> [BRIEF]: Retype the records below exactly as they appear, but leave out any pictures.

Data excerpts

----------

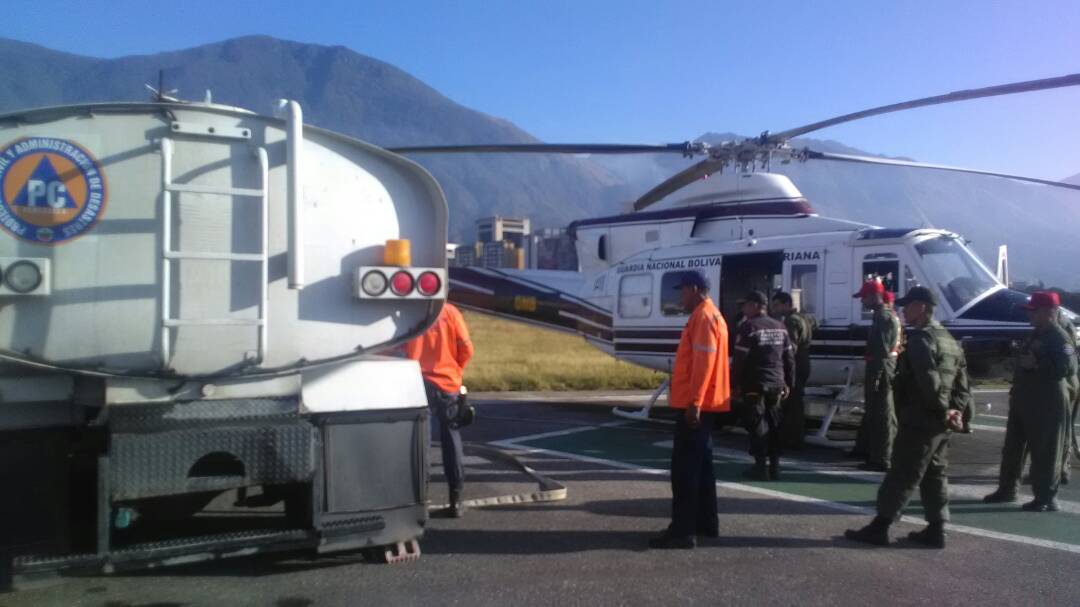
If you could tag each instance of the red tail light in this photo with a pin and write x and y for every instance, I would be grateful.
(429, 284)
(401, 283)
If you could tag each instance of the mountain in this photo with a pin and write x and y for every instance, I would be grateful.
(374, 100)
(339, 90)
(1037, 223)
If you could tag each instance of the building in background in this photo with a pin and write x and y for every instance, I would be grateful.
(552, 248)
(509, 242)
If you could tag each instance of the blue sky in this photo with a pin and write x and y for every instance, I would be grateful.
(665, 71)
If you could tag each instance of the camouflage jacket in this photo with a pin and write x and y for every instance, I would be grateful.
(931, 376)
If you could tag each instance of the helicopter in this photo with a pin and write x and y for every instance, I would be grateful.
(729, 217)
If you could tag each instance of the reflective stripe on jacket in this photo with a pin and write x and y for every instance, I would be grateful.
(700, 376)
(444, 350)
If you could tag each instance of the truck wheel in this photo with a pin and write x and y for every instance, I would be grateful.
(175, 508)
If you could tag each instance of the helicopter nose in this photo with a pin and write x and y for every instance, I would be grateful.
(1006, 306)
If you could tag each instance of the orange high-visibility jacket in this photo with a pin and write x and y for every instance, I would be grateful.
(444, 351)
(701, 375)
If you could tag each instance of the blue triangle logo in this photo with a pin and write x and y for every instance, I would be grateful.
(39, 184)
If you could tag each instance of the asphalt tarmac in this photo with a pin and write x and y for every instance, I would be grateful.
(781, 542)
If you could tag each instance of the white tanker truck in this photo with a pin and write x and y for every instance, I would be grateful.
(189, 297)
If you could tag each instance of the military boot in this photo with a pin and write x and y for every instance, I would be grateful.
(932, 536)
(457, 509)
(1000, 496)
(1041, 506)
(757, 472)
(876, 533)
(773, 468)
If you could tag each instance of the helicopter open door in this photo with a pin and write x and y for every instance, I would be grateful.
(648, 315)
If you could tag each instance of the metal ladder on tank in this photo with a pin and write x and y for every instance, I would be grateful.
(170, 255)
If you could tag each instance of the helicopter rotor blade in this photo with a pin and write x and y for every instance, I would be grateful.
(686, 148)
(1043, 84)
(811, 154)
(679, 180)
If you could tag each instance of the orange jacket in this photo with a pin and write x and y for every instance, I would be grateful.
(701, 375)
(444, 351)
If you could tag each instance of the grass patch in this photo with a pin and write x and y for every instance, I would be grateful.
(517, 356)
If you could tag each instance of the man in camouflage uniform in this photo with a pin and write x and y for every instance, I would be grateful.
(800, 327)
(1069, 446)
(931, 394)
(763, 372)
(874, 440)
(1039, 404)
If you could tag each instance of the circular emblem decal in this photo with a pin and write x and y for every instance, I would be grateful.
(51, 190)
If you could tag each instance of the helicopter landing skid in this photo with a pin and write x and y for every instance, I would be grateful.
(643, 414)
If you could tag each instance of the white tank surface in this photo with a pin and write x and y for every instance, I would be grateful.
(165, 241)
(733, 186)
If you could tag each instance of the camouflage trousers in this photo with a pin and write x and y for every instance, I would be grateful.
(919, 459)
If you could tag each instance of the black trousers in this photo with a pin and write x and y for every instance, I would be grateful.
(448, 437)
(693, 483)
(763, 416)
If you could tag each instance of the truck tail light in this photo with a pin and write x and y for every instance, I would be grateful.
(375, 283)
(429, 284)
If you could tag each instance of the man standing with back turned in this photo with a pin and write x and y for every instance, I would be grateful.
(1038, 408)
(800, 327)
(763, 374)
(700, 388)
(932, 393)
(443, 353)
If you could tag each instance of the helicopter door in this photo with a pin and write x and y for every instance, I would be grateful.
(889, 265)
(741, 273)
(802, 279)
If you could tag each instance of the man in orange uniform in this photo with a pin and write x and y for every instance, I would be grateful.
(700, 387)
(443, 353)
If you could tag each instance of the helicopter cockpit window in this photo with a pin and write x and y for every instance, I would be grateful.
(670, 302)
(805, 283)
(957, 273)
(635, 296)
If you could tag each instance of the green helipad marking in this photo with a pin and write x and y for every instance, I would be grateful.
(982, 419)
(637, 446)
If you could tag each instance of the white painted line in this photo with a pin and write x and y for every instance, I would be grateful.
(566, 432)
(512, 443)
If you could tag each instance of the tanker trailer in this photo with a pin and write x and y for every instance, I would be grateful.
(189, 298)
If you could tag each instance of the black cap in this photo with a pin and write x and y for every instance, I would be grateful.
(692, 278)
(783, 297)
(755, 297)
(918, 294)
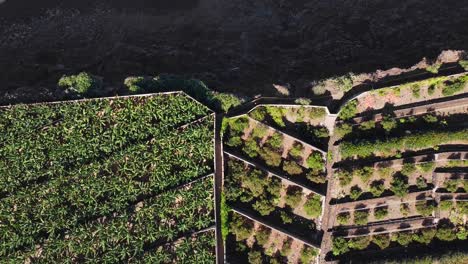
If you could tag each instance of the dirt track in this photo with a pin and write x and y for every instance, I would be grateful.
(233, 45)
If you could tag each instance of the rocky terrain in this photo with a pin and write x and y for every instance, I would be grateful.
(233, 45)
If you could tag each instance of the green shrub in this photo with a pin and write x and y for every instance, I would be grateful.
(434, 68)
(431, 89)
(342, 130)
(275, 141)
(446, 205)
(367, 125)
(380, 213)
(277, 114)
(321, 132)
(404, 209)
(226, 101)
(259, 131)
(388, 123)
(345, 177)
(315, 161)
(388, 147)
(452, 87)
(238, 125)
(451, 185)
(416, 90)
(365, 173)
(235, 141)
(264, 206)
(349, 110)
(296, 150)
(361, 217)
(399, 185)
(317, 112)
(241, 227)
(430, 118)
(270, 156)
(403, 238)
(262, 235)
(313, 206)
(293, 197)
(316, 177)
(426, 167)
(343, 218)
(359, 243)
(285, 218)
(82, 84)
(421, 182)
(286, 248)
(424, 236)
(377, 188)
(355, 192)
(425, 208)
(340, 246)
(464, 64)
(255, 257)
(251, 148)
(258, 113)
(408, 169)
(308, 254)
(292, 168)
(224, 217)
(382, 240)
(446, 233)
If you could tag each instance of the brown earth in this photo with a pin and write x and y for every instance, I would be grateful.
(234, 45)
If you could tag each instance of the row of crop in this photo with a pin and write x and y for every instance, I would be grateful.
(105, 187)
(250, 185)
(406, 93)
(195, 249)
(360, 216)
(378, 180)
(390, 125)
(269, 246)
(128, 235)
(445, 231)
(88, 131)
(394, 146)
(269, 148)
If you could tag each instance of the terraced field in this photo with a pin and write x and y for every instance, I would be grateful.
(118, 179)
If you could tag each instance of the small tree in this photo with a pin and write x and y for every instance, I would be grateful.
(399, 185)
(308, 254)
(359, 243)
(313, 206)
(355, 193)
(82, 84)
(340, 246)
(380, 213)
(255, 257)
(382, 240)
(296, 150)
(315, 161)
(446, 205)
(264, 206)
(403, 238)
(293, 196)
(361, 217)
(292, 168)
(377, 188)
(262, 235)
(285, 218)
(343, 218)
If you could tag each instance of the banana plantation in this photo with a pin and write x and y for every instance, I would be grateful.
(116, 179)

----------

> [ANSWER SPACE]:
If you could tag each instance of the red tail light in this photo with a pin and write x and y for every instance, I would be grateful.
(429, 284)
(401, 283)
If you could tag each instance of the mountain in this photo with a pin and write x and y for every instance, I would be grateful.
(374, 100)
(339, 90)
(1037, 223)
If you could tag each instance of the building in background in this photo with a pin and write x and y for every instance, I would be grateful.
(552, 248)
(509, 242)
If you could tag each instance of the blue sky in this photo with a pin and write x and y for every instance, I would be grateful.
(665, 71)
If you could tag each instance of the camouflage jacket in this photo with a pin and write x and y for every instance, I would be grateful.
(931, 376)
If you could tag each instance of the helicopter in this photo with a pin and write x and y for every instance, I would be grateful.
(729, 217)
If you could tag each instance of the reflective stripe on jacket in this photo with a pin and write x and y for every instance, I would be grateful.
(700, 376)
(444, 350)
If you could tag each instance of the truck wheel in this photo with a pin and write x and y for every instance, I would be grateful.
(175, 508)
If you could tag each instance of the helicopter nose in this photo with a pin and write x and y for every instance, I would be grateful.
(1006, 306)
If you could tag each instance of the orange high-visibility jacket in this photo with a pin and write x and y for every instance, I would be grateful.
(444, 351)
(701, 375)
If you could tag each instance of the blue triangle logo in this photo with a pin and write x and y for every instance, I would be grateful.
(39, 184)
If you could tag each instance of the asphalt tarmac in this photo with a pin and write x and y for every instance, I would be grateful.
(781, 542)
If you could tag each instance of the white tanker truck in this photo with a pin and write x and y for every instance, I would be grateful.
(189, 297)
If you could tag each instance of the military boot in this photo with a pin and write x and y for every instance, I would be grateful.
(932, 536)
(457, 509)
(1000, 496)
(1041, 506)
(757, 472)
(876, 533)
(773, 468)
If you could tag each instance of the helicopter open door in this photo with a pin and write x and y for every instance, I would be grateful.
(648, 315)
If you could tag each instance of the metal ladder on tank in this photo with a pin and write x and y for every instance, I would be grateful.
(170, 255)
If you could tag each instance of the helicopter rotor blade in this photo with a pin and write x and y for every instance, I would be grateful.
(686, 148)
(1043, 84)
(811, 154)
(679, 180)
If you could tag each instance of the orange jacket in this photo with a pin and write x and y for every instance, I would be grateful.
(701, 375)
(444, 351)
If you could tag each instance of the grass patch in this photo with a pin and write x and y for every instance, I would be grateful.
(517, 356)
If you could tag each instance of the man in camouflage uniform in this photo with a pin and write x and y for every instance, I would be grateful.
(800, 327)
(1069, 446)
(931, 394)
(763, 372)
(874, 440)
(1039, 404)
If you could tag each instance of the circular emblem decal in this photo with a pin and write x and y for every instance, I would be grateful.
(51, 190)
If you could tag each instance of the helicopter landing skid in this photo with a pin and write x and y for every instance, I would be grateful.
(643, 414)
If you could tag each instance of the white tank surface in this photo with a pin and write x and y for every instance, I would be grateful.
(165, 241)
(733, 186)
If you could tag each instance of the camouflage trousers in this photo with a pin and write x and y for every instance, I would be grateful.
(919, 459)
If you could tag each instance of the black trousers in this photo with a pin and write x and y for every instance, I would be grateful.
(448, 437)
(693, 483)
(763, 416)
If you could tag each instance of the truck tail light in this photo with a pin and write x and y for every instance, I would be grateful.
(375, 283)
(429, 284)
If you could tag each instance of the man standing with back turned in this photo with a pin and write x and y for every instance, I would be grateful.
(1038, 408)
(800, 327)
(763, 374)
(700, 388)
(932, 393)
(443, 353)
If you could tag each instance of the helicopter door in this photo with a pin and write x and y for every instance, I would be grateful.
(889, 265)
(741, 273)
(802, 279)
If you could tag each instance of the man in orange uniform in this photo with a pin and write x and y for every instance, I would be grateful.
(700, 387)
(443, 353)
If you could tag each instance of the helicopter cockpit window in this photo with a pin and write x and y for every instance, I would be grateful.
(670, 302)
(805, 283)
(957, 273)
(635, 296)
If you could tag each instance of the green helipad marking in this photo with a pin and write x and y for every instance, I would be grateful.
(982, 419)
(637, 446)
If you could tag each instance of the white painted line in this photo with a pin and write x and y for every instance, I would be grateful.
(566, 432)
(512, 443)
If you could tag each instance of the tanker trailer in this photo with a pin and write x and y for every instance, I would be grateful.
(189, 298)
If you could tag each instance of the black cap in this photo with a pin and write x and y for every instance, I would be grateful.
(692, 278)
(783, 297)
(755, 297)
(918, 294)
If you could tag each instance of the dirt track in this photo with a pin and write x and y for every instance, I would be grateful.
(233, 45)
If you could tag each instance of the rocky terrain in this photo with a pin and write x and y for every instance, I would be grateful.
(233, 45)
If you could tag each instance of the green shrub in this photo with a pin and write x and y for every instance, I would be grateful.
(434, 68)
(431, 89)
(342, 130)
(275, 141)
(446, 205)
(367, 125)
(380, 213)
(277, 114)
(321, 132)
(404, 209)
(226, 101)
(259, 131)
(388, 123)
(345, 177)
(315, 161)
(388, 147)
(452, 87)
(238, 125)
(451, 185)
(416, 90)
(365, 173)
(235, 141)
(264, 206)
(349, 110)
(296, 150)
(361, 217)
(399, 185)
(317, 112)
(241, 227)
(430, 118)
(270, 156)
(403, 238)
(262, 235)
(313, 206)
(293, 197)
(316, 177)
(426, 167)
(343, 218)
(359, 243)
(285, 218)
(82, 84)
(421, 182)
(286, 248)
(424, 236)
(377, 188)
(355, 192)
(425, 208)
(340, 246)
(464, 64)
(255, 257)
(251, 148)
(258, 113)
(408, 169)
(308, 254)
(292, 168)
(224, 217)
(382, 240)
(446, 233)
If you could tag each instance of the brown earth in this photo with a pin and write x and y for every instance, I would be grateful.
(234, 45)
If you could tag each instance of the row of crop in this photo with a pin and write x and y for every instance, I would be grateful.
(105, 187)
(250, 185)
(406, 93)
(195, 249)
(360, 216)
(378, 180)
(390, 125)
(269, 246)
(128, 235)
(445, 231)
(88, 131)
(394, 146)
(269, 148)
If you could tag each instance of the terraced field in this photo with a pin and write x and y for every instance, I would be grateful.
(118, 179)
If you could tag each instance of the small tree in this photo with a pin and write x and y for every instance, I would be grateful.
(399, 185)
(308, 254)
(359, 243)
(313, 206)
(355, 193)
(82, 84)
(340, 246)
(380, 213)
(255, 257)
(382, 240)
(296, 150)
(315, 161)
(446, 205)
(264, 206)
(403, 238)
(293, 196)
(361, 217)
(292, 168)
(377, 188)
(262, 235)
(285, 218)
(343, 218)
If you could tag each instance of the banana plantation in this photo with a pin and write x and y for every instance, I would be grateful.
(116, 179)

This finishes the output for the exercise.